§ **Supplied material**
- - -

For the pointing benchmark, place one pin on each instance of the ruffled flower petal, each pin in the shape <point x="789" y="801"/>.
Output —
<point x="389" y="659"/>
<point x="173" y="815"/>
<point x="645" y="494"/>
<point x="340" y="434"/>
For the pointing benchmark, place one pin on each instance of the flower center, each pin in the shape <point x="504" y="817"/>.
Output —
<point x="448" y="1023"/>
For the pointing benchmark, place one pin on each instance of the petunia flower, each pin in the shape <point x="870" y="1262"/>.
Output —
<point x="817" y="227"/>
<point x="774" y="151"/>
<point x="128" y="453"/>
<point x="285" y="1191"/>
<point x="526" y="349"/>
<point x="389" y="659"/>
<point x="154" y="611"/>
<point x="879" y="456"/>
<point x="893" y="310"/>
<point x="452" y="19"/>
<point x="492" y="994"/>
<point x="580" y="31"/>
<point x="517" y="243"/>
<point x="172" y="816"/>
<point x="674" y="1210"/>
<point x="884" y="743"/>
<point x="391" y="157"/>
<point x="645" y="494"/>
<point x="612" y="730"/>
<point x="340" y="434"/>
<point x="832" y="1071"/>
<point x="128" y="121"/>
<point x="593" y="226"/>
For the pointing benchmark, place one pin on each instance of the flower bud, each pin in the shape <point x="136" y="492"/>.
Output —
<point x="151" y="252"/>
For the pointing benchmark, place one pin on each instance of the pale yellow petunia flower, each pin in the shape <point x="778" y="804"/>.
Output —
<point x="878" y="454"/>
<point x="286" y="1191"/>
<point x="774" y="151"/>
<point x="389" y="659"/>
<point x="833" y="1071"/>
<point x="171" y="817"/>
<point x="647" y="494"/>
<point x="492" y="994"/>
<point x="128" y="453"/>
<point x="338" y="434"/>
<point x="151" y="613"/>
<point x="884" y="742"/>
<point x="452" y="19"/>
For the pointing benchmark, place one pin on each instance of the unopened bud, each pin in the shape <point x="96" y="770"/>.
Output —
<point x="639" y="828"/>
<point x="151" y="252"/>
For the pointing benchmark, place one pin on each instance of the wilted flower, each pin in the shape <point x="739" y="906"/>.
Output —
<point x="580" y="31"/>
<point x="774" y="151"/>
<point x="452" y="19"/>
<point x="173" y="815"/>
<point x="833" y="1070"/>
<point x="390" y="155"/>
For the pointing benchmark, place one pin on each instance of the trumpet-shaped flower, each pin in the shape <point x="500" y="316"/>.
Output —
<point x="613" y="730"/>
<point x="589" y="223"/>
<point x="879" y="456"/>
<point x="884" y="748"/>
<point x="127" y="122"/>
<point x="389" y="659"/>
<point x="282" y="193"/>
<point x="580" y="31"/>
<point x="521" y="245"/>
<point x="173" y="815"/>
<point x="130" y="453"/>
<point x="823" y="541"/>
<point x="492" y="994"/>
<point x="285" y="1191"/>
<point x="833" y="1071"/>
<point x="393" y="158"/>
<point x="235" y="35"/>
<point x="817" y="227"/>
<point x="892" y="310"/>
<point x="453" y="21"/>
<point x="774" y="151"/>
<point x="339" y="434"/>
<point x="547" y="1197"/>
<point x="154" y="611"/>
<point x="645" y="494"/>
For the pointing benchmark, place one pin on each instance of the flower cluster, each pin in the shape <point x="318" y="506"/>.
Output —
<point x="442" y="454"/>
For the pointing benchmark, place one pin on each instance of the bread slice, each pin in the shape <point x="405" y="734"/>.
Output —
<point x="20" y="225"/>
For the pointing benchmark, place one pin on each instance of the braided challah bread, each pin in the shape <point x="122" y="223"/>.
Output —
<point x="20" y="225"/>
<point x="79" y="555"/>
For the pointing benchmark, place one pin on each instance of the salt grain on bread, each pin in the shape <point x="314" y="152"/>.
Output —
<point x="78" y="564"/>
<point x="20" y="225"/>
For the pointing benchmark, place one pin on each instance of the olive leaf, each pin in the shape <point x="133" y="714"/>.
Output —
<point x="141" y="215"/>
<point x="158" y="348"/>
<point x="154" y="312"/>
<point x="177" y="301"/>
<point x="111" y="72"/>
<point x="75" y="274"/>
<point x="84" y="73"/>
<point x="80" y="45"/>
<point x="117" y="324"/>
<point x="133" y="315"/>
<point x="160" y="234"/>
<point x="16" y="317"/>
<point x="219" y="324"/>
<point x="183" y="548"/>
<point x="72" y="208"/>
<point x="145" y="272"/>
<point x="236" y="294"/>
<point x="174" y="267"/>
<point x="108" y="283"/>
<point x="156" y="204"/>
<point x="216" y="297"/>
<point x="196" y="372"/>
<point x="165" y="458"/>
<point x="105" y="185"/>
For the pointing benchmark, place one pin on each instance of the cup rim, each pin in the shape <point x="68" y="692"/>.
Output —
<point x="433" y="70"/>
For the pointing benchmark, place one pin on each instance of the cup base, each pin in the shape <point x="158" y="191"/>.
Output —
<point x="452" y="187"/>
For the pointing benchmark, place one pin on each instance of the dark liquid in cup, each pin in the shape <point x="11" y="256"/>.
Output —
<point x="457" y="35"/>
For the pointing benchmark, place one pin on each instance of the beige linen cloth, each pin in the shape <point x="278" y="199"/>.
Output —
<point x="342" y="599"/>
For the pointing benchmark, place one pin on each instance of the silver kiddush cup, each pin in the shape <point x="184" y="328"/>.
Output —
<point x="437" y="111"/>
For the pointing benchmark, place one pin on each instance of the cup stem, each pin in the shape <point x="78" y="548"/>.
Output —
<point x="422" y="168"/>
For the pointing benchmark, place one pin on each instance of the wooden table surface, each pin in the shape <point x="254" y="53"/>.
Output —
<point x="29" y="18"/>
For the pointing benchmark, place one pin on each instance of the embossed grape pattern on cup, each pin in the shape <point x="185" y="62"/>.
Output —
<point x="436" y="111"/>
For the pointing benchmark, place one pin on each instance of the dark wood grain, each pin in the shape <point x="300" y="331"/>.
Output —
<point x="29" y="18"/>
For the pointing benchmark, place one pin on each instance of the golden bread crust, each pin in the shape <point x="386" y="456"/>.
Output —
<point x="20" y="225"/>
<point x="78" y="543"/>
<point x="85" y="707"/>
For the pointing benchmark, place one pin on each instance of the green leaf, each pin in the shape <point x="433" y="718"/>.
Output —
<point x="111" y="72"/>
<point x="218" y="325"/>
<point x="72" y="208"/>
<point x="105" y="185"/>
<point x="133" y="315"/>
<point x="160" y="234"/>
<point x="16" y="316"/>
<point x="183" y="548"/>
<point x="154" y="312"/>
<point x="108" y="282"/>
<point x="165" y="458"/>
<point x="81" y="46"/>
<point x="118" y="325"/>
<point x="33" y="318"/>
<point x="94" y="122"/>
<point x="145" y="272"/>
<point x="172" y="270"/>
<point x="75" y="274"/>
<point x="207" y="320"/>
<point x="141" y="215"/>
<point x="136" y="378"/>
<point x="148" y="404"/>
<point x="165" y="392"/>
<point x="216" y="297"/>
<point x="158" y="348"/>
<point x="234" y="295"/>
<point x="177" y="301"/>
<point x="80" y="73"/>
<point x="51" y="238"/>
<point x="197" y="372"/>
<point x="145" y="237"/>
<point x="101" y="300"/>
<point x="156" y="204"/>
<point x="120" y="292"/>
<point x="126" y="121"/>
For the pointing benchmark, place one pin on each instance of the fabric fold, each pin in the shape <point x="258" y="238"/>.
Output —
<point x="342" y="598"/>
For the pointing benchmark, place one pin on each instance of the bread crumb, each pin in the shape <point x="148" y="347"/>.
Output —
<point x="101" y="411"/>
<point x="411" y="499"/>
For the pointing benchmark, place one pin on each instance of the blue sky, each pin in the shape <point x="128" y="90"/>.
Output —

- - -

§ **Aim**
Please copy the listing above word for word, starting at the line that contains "bread crumb, each" and stopping after the last line of the listing.

§ **Response for this exercise**
For the pointing benchmark, place one pin on each instance of the bread crumb, each pin in the shape <point x="148" y="347"/>.
Output —
<point x="101" y="411"/>
<point x="411" y="499"/>
For the pointing benchmark, place one pin on each instance of the blue sky, each pin in the shape <point x="128" y="90"/>.
Output —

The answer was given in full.